_WHAT THE TASK ASKS_.
Would you please transcribe the records below from the line with "of the white" through their final line, exactly and with no other lines?

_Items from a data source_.

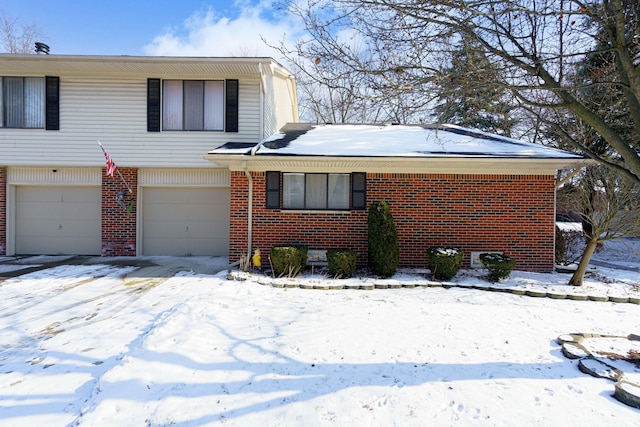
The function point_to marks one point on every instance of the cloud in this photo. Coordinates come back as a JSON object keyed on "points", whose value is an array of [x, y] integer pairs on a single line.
{"points": [[208, 33]]}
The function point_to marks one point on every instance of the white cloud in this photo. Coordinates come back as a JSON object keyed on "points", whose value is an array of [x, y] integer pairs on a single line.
{"points": [[210, 34]]}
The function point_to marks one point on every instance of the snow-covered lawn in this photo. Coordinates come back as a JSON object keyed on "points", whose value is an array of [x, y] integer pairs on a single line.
{"points": [[79, 347]]}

_TASK SOLUTION_.
The function point_to marks one point on every instance of the white cloud in this photo. Coordinates come back as a JSON object keyed on "points", whose value is an array of [x, y] integer pairs on a single line.
{"points": [[210, 34]]}
The function point_to marks one point on every instance of the snow-covered lawn in this photo. Coordinates come back as a JSON object keyed on "points", whose value is an array of [x, y] integer pairs on a single line.
{"points": [[79, 347]]}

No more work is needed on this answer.